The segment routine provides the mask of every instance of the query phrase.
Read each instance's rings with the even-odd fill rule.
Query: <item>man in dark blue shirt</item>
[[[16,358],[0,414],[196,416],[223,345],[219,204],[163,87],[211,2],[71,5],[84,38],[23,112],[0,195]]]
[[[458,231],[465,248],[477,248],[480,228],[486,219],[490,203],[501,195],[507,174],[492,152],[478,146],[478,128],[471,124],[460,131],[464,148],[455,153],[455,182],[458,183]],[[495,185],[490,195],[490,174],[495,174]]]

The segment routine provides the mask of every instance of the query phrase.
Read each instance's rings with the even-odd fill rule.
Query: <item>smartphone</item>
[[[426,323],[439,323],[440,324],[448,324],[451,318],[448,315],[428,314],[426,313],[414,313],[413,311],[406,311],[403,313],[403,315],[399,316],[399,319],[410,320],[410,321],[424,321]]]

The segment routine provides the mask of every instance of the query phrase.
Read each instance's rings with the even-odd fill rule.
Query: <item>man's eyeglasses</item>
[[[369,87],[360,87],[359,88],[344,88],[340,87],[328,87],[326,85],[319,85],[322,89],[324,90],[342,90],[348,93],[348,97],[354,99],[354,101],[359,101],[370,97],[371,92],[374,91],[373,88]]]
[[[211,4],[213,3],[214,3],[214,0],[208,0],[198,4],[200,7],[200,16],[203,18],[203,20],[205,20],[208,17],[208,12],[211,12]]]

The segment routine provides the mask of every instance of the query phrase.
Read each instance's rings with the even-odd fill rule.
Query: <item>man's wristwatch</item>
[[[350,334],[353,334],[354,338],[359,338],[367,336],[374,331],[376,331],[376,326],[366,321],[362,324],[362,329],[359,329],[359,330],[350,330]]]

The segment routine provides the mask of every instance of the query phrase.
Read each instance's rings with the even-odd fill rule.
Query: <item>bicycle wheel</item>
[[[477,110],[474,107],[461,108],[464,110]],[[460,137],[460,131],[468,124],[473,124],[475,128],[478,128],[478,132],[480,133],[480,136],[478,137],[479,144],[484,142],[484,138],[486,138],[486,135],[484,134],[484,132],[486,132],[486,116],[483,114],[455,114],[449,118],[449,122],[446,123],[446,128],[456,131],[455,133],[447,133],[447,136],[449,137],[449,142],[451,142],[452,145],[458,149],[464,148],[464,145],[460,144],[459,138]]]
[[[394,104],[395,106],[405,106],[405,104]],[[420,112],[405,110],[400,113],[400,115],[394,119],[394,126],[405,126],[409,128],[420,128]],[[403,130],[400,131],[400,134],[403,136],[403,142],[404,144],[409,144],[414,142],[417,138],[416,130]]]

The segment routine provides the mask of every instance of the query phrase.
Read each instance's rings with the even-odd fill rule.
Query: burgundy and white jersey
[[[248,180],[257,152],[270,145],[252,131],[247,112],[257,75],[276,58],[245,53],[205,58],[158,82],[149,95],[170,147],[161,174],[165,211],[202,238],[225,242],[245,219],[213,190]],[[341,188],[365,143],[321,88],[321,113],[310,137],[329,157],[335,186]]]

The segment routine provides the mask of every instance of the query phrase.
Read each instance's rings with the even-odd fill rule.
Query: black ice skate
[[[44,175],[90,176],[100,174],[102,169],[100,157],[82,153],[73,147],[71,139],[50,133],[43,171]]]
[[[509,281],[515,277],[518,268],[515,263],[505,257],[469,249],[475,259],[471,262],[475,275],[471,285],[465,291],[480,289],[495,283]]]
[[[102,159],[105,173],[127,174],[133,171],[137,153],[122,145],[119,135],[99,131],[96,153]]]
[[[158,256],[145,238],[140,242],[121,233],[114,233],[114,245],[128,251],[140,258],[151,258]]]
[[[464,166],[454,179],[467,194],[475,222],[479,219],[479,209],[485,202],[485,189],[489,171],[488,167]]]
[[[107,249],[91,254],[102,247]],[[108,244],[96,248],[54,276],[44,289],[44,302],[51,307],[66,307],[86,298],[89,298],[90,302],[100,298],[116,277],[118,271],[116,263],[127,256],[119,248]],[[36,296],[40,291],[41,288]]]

## YOUR TASK
Copy the data above exactly. Every line must be included.

## ANSWER BELOW
The segment routine provides the mask of every instance of the query phrase.
Read each instance's rings with the even-odd fill rule.
Query: <item>man in dark blue shirt</item>
[[[16,358],[0,414],[196,416],[223,345],[219,204],[163,87],[211,2],[71,5],[84,38],[23,112],[0,195]]]
[[[458,231],[465,248],[477,248],[480,228],[486,219],[490,203],[501,195],[507,174],[492,152],[478,146],[478,128],[471,124],[460,131],[464,148],[455,153],[455,182],[458,183]],[[495,185],[490,195],[490,174],[495,174]]]

The segment routine provides the mask of every instance of the query phrase.
Read each instance's rings with the even-odd fill rule.
Query: <item>smartphone</item>
[[[426,323],[439,323],[440,324],[448,324],[451,318],[448,315],[428,314],[426,313],[414,313],[413,311],[406,311],[403,313],[403,315],[399,316],[399,319],[410,320],[410,321],[424,321]]]

The segment routine provides the mask of every instance of the query phrase.
Read each instance's rings with the even-odd fill rule.
Query: <item>man's eyeglasses</item>
[[[369,87],[360,87],[359,88],[344,88],[340,87],[328,87],[326,85],[319,85],[322,89],[324,90],[342,90],[348,93],[348,97],[354,99],[354,101],[359,101],[370,97],[371,92],[374,91],[373,88]]]
[[[211,4],[213,3],[214,3],[214,0],[208,0],[198,4],[200,7],[200,16],[203,18],[203,20],[205,20],[208,17],[208,12],[211,12]]]

The segment routine provides the mask of every instance of the query phrase.
Read each instance's rings with the even-odd fill rule.
Query: <item>man's wristwatch</item>
[[[350,334],[353,334],[354,338],[359,338],[367,336],[374,331],[376,331],[376,326],[366,321],[362,324],[362,329],[359,329],[359,330],[350,330]]]

The segment routine provides the mask of every instance of the query phrase.
Read each instance's rings with the even-odd fill rule.
Query: <item>bicycle wheel</item>
[[[477,110],[474,107],[461,108],[464,110]],[[460,137],[460,131],[468,124],[473,124],[475,128],[478,128],[478,132],[480,133],[480,136],[478,137],[479,144],[484,142],[484,138],[486,138],[486,135],[484,134],[484,132],[486,132],[486,116],[483,114],[455,114],[449,118],[449,122],[446,123],[446,128],[456,131],[455,133],[447,133],[447,136],[449,137],[449,142],[451,142],[452,145],[458,149],[464,148],[464,145],[460,144],[459,138]]]
[[[394,104],[395,106],[405,106],[405,104]],[[420,112],[405,110],[400,113],[400,115],[394,119],[394,126],[405,126],[409,128],[420,128]],[[403,130],[400,131],[400,134],[403,136],[403,142],[404,144],[409,144],[414,142],[417,138],[416,130]]]

The segment routine provides the mask of every instance of the query phrase.
Read each instance's rings with the even-odd fill rule.
Query: burgundy and white jersey
[[[248,180],[257,152],[270,145],[252,131],[247,112],[257,75],[276,58],[245,53],[205,58],[158,82],[149,95],[170,147],[161,174],[165,211],[202,238],[225,242],[245,219],[213,190]],[[341,188],[365,143],[321,88],[321,113],[310,137],[329,157],[335,186]]]

The segment routine provides the mask of every instance of the query phrase.
Read each instance's rings with the even-odd fill rule.
Query: black ice skate
[[[44,175],[90,176],[100,174],[102,169],[100,157],[82,153],[73,147],[71,139],[50,133],[43,171]]]
[[[509,281],[515,277],[518,268],[515,263],[505,257],[469,249],[475,259],[471,262],[475,275],[471,285],[465,291],[480,289],[495,283]]]
[[[102,159],[105,173],[127,174],[133,171],[137,153],[122,145],[119,135],[99,131],[96,153]]]
[[[158,256],[145,238],[140,242],[121,233],[114,233],[114,245],[128,251],[140,258],[151,258]]]
[[[464,166],[454,179],[467,194],[475,222],[479,219],[479,209],[485,202],[485,189],[489,171],[488,167]]]
[[[107,249],[91,254],[102,247]],[[108,244],[96,248],[54,276],[44,289],[44,302],[51,307],[66,307],[86,298],[89,298],[90,302],[100,298],[116,277],[118,271],[116,263],[127,256],[119,248]],[[36,296],[40,291],[41,288]]]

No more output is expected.